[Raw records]
********

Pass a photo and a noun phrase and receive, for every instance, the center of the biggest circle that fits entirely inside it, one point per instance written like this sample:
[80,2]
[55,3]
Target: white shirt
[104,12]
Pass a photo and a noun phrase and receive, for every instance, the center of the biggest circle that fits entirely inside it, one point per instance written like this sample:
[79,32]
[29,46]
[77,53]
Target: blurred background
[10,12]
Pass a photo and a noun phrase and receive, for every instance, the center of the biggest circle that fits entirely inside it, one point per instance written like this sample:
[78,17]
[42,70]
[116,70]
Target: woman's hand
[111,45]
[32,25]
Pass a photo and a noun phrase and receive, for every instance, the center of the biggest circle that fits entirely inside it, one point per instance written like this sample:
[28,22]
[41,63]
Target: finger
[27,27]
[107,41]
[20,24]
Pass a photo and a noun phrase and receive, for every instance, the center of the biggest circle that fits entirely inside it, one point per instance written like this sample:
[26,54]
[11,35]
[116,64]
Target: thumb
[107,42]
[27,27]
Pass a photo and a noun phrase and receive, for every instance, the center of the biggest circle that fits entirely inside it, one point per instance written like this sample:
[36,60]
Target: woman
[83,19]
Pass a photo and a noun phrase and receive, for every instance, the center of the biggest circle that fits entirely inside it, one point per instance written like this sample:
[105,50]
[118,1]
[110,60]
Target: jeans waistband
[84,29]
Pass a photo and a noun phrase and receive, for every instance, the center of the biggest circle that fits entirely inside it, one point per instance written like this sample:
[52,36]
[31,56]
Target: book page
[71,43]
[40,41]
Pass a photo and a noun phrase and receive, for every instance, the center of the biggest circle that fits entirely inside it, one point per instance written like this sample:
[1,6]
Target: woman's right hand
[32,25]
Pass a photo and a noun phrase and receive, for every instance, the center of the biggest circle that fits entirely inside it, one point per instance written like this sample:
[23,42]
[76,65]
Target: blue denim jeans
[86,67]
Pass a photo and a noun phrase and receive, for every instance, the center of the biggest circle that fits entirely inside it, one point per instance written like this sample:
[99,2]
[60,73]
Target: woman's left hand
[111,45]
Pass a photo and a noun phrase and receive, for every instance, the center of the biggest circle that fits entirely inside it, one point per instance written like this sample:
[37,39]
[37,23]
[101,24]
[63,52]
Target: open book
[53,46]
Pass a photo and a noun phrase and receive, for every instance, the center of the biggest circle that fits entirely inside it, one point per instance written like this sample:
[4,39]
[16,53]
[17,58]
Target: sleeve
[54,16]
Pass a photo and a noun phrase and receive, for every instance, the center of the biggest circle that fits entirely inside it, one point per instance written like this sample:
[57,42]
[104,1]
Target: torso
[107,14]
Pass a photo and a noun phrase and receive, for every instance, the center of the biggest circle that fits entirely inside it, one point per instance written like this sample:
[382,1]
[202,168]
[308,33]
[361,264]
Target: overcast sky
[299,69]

********

= Task prompt =
Please select every line in the listing above that contains the word "hand", and copy each one out.

= Solution for this exercise =
Target: woman's hand
Target: woman's right hand
Target: woman's left hand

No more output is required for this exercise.